┏━━

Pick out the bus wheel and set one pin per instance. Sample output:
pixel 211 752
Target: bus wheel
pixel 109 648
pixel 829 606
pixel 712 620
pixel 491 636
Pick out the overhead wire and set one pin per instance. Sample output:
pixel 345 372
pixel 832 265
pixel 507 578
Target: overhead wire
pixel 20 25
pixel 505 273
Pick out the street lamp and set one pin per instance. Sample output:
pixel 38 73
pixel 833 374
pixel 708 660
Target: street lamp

┗━━
┏━━

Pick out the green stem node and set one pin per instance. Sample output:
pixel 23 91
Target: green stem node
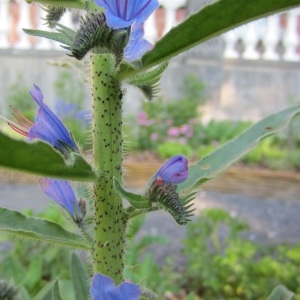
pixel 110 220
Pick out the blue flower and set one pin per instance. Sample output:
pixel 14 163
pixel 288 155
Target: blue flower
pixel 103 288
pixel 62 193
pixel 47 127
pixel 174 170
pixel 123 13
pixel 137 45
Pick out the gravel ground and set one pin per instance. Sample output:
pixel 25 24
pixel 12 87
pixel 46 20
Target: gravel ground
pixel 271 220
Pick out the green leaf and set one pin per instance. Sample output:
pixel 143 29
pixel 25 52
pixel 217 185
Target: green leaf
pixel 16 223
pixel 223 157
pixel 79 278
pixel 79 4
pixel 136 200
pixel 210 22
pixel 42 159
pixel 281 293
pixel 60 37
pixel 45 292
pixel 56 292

┗━━

■ **WHAT THE TASK REQUIRES**
Out of the data above, set down the lines from the one with "Target: overhead wire" to the one with "Target: street lamp", both included, exactly as written and with no additions.

■ **RESULT FOR THIS EXERCISE**
Target: overhead wire
pixel 20 25
pixel 505 273
Pick out the street lamp and set one pin per instance. Sample output:
pixel 38 73
pixel 833 374
pixel 708 660
Target: street lamp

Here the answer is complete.